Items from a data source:
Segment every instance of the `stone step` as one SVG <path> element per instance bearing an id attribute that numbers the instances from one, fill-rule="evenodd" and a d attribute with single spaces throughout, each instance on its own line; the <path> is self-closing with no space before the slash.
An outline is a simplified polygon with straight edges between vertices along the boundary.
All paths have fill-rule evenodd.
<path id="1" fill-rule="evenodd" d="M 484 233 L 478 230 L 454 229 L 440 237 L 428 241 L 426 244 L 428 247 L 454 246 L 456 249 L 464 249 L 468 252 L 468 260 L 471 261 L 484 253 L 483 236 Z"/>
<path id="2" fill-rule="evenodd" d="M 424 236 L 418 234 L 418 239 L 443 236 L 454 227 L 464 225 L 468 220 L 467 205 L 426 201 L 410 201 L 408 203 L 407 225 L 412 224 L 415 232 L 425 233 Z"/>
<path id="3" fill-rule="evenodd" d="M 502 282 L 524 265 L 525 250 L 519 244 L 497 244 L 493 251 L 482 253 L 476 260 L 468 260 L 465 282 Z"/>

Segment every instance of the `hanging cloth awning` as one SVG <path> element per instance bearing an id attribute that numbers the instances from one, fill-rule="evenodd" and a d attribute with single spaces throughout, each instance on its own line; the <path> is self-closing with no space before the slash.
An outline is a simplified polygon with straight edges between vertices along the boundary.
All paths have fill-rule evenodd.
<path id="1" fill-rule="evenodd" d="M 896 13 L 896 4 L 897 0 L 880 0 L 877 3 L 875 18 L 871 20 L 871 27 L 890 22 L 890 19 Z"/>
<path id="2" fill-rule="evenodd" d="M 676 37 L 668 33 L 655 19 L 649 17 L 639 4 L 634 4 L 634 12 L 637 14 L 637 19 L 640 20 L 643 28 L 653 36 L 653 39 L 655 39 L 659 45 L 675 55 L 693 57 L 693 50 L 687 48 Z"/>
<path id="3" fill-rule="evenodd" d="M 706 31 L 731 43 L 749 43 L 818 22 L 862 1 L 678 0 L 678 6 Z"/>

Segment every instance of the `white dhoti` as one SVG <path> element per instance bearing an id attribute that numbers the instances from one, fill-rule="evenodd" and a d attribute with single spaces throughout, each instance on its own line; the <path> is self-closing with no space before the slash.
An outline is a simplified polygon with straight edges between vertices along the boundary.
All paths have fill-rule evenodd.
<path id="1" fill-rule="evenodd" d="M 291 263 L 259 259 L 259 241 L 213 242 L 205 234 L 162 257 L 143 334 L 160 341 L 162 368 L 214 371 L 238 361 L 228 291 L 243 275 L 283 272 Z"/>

---

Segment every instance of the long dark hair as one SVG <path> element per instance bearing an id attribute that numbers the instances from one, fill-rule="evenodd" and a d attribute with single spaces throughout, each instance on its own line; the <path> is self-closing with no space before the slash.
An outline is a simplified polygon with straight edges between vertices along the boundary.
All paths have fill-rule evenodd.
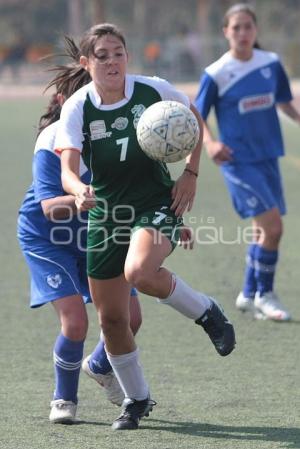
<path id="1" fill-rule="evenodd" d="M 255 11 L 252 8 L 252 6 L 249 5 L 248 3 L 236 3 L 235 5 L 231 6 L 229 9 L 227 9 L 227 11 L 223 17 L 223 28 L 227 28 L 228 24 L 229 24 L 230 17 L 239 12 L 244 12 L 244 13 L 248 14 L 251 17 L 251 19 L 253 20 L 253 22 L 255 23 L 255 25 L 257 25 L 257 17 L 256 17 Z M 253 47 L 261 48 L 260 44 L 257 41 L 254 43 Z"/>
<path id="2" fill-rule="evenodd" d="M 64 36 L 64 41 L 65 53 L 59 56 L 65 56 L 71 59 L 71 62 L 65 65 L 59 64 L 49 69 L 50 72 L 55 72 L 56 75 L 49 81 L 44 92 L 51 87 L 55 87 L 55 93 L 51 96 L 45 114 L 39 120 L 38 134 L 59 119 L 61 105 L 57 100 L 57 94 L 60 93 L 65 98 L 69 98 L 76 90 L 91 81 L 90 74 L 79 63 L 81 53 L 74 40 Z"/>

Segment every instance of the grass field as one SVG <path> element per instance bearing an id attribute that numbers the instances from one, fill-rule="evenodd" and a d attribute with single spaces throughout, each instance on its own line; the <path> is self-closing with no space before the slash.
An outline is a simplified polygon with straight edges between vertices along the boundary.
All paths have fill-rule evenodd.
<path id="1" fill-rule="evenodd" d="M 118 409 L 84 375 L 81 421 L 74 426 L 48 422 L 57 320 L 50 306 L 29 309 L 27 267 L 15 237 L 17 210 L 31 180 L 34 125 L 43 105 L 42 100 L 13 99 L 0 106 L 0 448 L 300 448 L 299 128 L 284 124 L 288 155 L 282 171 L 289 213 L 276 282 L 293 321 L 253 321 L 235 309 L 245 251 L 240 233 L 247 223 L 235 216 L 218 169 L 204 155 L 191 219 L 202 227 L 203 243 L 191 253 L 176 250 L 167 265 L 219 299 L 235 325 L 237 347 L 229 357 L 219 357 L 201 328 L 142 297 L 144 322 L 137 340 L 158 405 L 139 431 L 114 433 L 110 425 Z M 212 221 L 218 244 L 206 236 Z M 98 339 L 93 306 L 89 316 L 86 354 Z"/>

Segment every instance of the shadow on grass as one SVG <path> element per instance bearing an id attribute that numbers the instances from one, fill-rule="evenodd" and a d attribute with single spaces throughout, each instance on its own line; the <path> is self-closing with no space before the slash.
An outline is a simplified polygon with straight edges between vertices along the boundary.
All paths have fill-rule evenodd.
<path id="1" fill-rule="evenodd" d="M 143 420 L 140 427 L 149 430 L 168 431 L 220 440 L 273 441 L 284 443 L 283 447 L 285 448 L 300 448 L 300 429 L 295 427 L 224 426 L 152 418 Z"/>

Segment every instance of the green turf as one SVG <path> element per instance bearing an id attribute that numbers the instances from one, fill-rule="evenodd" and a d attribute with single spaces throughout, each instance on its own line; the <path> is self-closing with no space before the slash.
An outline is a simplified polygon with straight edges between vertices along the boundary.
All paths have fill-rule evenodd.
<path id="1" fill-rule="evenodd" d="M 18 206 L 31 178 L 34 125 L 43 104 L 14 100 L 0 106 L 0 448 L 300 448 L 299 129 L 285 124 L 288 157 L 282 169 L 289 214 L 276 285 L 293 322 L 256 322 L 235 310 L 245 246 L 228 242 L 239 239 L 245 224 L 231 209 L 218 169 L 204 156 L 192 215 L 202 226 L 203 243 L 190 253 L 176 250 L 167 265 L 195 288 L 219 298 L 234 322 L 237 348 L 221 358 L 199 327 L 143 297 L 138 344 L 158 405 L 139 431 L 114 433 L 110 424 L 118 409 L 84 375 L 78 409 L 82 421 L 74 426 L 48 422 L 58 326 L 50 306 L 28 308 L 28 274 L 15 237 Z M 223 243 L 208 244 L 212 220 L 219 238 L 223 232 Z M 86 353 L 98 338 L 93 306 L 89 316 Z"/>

▶ DIRECTIONS:
Revise the records starting at the line containing "Segment every instance of the long" and ending at the line containing "255 11 L 252", changing "dark hair" to "black hair" and keeping everything else the same. Leave the pictures out of your answer.

▶ TASK SOLUTION:
Segment every instance of the long black hair as one SVG <path> element per instance bearing an id attribute that numbers the instances from one, fill-rule="evenodd" and a d attribute with single spaces throughout, each instance on its own line; the <path> is self-closing with no space before the slash.
An outline is a simplified polygon with straight edges between vertices along the boundary.
All paths have fill-rule evenodd.
<path id="1" fill-rule="evenodd" d="M 255 11 L 252 8 L 252 6 L 249 5 L 248 3 L 236 3 L 235 5 L 231 6 L 229 9 L 227 9 L 227 11 L 223 17 L 223 28 L 227 28 L 228 24 L 229 24 L 230 17 L 239 12 L 244 12 L 244 13 L 248 14 L 251 17 L 251 19 L 253 20 L 253 22 L 255 23 L 255 25 L 257 25 L 257 17 L 256 17 Z M 253 47 L 261 48 L 260 44 L 257 41 L 254 43 Z"/>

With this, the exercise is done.